#### [Task objective]
Return only those lines of the material that contain "control".
※ ※ ※
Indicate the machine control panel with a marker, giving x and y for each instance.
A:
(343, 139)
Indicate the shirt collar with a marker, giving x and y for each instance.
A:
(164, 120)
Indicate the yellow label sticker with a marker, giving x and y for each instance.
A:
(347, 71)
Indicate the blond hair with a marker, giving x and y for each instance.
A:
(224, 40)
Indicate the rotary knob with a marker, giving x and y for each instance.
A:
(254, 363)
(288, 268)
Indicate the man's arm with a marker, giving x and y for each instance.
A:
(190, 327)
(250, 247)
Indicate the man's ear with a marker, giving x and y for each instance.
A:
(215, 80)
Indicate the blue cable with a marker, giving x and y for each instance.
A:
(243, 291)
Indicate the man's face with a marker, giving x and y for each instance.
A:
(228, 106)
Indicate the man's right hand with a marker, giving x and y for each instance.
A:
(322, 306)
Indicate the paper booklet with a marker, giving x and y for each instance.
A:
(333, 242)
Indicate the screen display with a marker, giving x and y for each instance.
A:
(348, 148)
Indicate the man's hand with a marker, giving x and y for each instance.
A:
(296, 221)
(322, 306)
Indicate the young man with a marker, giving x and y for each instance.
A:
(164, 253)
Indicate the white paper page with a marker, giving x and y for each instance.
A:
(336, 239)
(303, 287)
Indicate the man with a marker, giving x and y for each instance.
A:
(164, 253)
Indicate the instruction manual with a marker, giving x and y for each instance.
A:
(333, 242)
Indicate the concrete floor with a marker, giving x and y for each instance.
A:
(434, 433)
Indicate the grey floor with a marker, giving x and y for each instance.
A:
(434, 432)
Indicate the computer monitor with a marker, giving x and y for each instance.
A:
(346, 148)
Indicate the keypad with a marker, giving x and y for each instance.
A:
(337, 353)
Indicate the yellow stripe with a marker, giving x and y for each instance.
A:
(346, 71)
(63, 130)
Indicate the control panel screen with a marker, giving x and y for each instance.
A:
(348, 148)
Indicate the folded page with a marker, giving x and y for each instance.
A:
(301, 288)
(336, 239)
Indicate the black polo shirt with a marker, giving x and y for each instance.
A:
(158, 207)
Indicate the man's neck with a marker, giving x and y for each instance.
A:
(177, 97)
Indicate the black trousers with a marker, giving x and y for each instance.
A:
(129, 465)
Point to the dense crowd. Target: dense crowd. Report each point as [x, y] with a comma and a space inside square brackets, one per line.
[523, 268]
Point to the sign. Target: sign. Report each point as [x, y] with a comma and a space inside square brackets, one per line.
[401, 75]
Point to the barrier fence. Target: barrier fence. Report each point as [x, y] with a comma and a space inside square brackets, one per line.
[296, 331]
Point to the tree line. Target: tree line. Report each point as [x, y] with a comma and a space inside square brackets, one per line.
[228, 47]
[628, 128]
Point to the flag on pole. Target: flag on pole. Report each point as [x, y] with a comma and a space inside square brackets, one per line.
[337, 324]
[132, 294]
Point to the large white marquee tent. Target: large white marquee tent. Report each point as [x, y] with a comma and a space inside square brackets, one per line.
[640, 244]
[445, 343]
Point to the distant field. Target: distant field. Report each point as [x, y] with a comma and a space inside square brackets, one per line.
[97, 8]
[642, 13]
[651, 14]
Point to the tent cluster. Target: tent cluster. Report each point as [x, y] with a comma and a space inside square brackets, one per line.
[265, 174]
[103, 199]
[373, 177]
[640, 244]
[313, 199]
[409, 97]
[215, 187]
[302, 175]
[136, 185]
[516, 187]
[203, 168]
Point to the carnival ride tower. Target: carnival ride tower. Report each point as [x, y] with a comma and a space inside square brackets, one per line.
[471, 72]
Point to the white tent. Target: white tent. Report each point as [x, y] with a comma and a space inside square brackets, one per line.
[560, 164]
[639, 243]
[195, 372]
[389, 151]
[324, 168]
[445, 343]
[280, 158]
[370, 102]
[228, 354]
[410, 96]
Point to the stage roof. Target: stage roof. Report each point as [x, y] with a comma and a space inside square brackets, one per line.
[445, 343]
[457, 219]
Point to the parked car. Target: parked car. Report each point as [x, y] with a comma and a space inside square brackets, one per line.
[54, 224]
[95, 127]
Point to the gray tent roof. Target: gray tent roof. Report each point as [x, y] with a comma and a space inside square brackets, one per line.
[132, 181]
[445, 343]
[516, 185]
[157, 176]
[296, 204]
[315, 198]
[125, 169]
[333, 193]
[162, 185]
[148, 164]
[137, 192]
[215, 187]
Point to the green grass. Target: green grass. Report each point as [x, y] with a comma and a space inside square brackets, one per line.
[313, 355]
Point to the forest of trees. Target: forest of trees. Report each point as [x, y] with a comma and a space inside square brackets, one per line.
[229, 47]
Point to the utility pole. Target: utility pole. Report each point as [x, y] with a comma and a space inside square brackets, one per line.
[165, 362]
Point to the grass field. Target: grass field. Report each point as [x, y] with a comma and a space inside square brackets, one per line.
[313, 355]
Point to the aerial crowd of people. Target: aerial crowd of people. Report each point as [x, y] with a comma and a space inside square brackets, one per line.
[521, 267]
※ ※ ※
#### [Result of the task]
Indicate the machine control panel with a marker, giving x and y for each instance.
Indicate the control panel screen with a marker, giving x and y for each instance.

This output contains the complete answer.